-- Start of Records for this exercise --

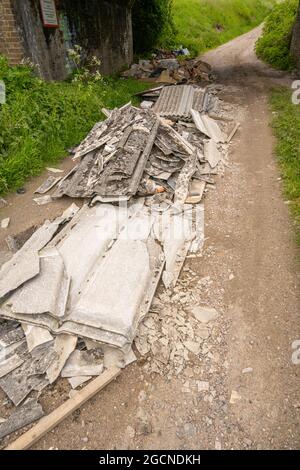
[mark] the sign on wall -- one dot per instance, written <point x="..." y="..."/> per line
<point x="49" y="13"/>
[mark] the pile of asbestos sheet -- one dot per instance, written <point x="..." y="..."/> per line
<point x="74" y="294"/>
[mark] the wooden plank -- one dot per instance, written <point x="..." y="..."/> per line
<point x="49" y="422"/>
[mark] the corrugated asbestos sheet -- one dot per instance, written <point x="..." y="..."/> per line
<point x="176" y="102"/>
<point x="98" y="275"/>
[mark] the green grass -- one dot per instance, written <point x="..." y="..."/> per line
<point x="286" y="125"/>
<point x="274" y="45"/>
<point x="205" y="24"/>
<point x="41" y="120"/>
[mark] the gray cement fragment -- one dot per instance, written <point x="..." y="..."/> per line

-- End of Records for this exercise --

[Stated task]: Can you reproduce the rows above word for word, starting at the line that contains "[mark] the pile" and stopping after the final line of the rows?

[Written response]:
[mark] the pile of asbestos sheet -- one dot per instance, written <point x="..." y="..."/> per line
<point x="74" y="294"/>
[mark] the wooden plank -- one dot per instance, written <point x="..." y="..."/> per line
<point x="49" y="422"/>
[mark] the corrugated asbestos sheet -- one dot per instance, written <point x="..." y="..."/> per line
<point x="176" y="102"/>
<point x="98" y="275"/>
[mark] the green grass -- one dot per instance, written <point x="..." y="..."/> per line
<point x="286" y="125"/>
<point x="274" y="45"/>
<point x="205" y="24"/>
<point x="41" y="120"/>
[mark] the gray cement fragment -- one dot per instance, written <point x="..." y="..."/> per line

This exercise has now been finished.